And Then the White Man Came

 

From a document bought at the Needles Regional Museum - author unknown

 

Sometimes friendly, sometimes deadly. That describes the early contact between the Mojave and the white man.

 

The search for fortune was what brought the white man to the land of the Mohave. A 1604 expedition in search of silver led New Mexico governor Don Juan Onate through Mojave territory, but it wasn't until December 1775 that Fray Francisco Garces became the first white man to meet the Mojave. His writings reveal the Mojave as friendly. He comments that "the female sex is the most comely along the river, the males very healthy and robust." The men walked naked the women wore rabbit and beaver skin capes. He called them Jamajab.

 

American mountain men led by Jedediah Smith appeared in Mojave territory in 1826, and though the Mojave welcomed the trappers, death and hatred loomed in the future for the two groups.

> _DATASET EXTRACT_:

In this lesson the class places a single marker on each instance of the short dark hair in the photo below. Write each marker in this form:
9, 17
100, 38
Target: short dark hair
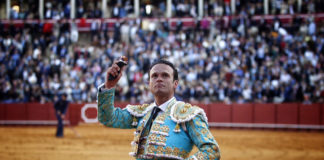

> _PROBLEMS TO SOLVE_:
• 1. According to the excerpt on early contact with the Mojave, who was the first white man to meet them, and when?
• 2. Write the next part of the history of the Mojave's early contact with white men, starting after its final sentence.
The material has no connection to the excerpt about the Mojave.

> _SET OF ANSWERS_:
• 1. Fray Francisco Garces, in December 1775.

• 2.
The Mojave believed all living things belonged where they were placed, so it was hard to understand why the trappers were so brutal, throwing beaver carcasses on the river bank after skinning the animals.

 

In 1827 another party of trappers led by James Ohio Pattie marched through Mojave territory, ignoring Mojave demands for a horse in trade for the beaver taken from the river. Four days later, two white men and 16 Mojaves lay dead.

Late that year, Jedediah Smith returned and was attacked, losing nine men, and for the next 20 years violence flared, reaching a peak when trappers from the Canadian Hudson Bay Co. killed 26 Mojave.

 

In 1850, territory including Arizona was annexed by the United States, and with it began increasing encroachment by the U.S. Army.

 

The parade was led in 1851 by Capt. L. Sitgreaves, a stern regimentarian, and followed in 1854 by Lt. Amie Weeks Whipple, an amiable man who gained the confidence of the Mohave. Whipple's company surveyed and mapped a railroad route from Ft. Smith, Arkansas to the Pacific Ocean, which most Mojaves favored because it meant opportunity for trade.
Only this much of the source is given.